======== Extracted entries
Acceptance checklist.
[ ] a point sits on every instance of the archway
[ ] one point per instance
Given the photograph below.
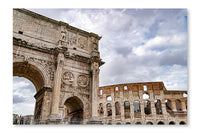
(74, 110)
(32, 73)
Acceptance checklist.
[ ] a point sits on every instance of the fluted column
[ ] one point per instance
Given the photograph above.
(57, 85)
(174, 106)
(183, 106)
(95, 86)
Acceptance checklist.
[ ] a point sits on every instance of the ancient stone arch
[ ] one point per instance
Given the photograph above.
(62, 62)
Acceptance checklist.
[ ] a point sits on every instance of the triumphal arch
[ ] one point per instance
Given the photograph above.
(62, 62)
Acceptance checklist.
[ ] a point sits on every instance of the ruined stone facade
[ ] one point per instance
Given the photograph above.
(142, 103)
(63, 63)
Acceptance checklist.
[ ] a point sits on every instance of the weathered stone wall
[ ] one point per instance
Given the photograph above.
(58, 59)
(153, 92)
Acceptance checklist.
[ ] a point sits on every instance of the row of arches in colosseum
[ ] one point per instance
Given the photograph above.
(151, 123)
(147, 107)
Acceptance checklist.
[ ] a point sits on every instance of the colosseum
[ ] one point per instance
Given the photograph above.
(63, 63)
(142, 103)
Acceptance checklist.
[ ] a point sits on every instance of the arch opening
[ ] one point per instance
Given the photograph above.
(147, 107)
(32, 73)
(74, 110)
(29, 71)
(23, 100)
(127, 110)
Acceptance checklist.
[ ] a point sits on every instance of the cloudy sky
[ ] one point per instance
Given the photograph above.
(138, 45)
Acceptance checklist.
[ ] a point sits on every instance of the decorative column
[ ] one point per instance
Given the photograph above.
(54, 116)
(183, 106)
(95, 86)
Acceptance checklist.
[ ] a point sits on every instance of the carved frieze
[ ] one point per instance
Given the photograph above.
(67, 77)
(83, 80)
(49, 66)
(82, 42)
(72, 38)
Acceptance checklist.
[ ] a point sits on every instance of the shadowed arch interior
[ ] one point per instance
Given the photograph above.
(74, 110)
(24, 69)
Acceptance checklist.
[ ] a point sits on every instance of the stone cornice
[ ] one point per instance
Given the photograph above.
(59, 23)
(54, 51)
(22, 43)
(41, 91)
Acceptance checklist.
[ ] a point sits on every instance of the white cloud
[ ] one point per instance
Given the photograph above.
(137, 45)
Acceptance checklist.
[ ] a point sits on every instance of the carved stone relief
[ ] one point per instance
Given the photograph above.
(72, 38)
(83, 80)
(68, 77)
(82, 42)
================
- Task item
Excluding images, return all of the records above word for word.

- Response below
Acceptance checklist.
[ ] a point sits on every instance of the archway
[ ] one point per instance
Given the photograph below.
(74, 110)
(32, 73)
Acceptance checklist.
[ ] a point sits on every instance of the fluted column
[ ] one point per instance
Given the photograph above.
(57, 85)
(174, 106)
(183, 106)
(95, 86)
Acceptance checklist.
[ ] a point sits on every instance of the ancient stone arch
[ ] one point per instance
Given the photograph above.
(62, 62)
Acceptance checklist.
[ ] a point sits on every instance of the triumphal arch
[ ] one point per instance
Given the photograph above.
(62, 62)
Acceptance checklist.
[ ] a point sits on every instance of the ruined stone facade
[ ] one point per instance
Given the photograph above.
(142, 103)
(63, 63)
Acceptance checklist.
[ ] a point sits on every instance of the weathered stone wall
[ ] one point per instance
Given the photograph above.
(58, 59)
(153, 92)
Acceptance checklist.
[ ] a point sits on every instance of the row of arches in colosseum
[ ] one point per instance
Given the photograph above.
(151, 123)
(147, 107)
Acceptance checklist.
[ ] a point sits on every instance of the colosseum
[ ] one point per instance
Given the photograph above.
(63, 63)
(142, 103)
Acceptance checklist.
[ ] a point sits on every instance of the arch opening
[ ] one point per instance
Given the photograph above.
(147, 107)
(32, 73)
(74, 110)
(29, 71)
(23, 100)
(127, 110)
Acceptance checklist.
[ ] a point sits on every instance of the cloudy sky
[ ] one point per instance
Given the photograph above.
(138, 45)
Acceptance checklist.
[ ] a point sits on every instance of the decorative column
[ ] one point per instance
Given the photograph above.
(54, 116)
(183, 106)
(95, 86)
Acceptance checklist.
[ ] a point sits on every instance of the carved frieze
[ ] one point per instance
Given the photograph above.
(67, 77)
(83, 80)
(49, 66)
(82, 42)
(72, 38)
Acceptance checklist.
[ ] a point sits on every instance of the shadowed arch interior
[ ] one point per instance
Given the photograph above.
(74, 110)
(24, 69)
Acceptance checklist.
[ ] a point sits on every instance of the stone cornice
[ ] one point per instance
Given the photograph above.
(59, 23)
(54, 51)
(22, 43)
(41, 91)
Acceptance checklist.
[ ] a point sits on every instance of the white cloud
[ ] one point per instance
Given the photograph above.
(137, 45)
Acceptance checklist.
[ ] a point sits on every instance of the carved stone relief
[ ] one point per instance
Given the photograph above.
(72, 38)
(83, 80)
(68, 77)
(82, 42)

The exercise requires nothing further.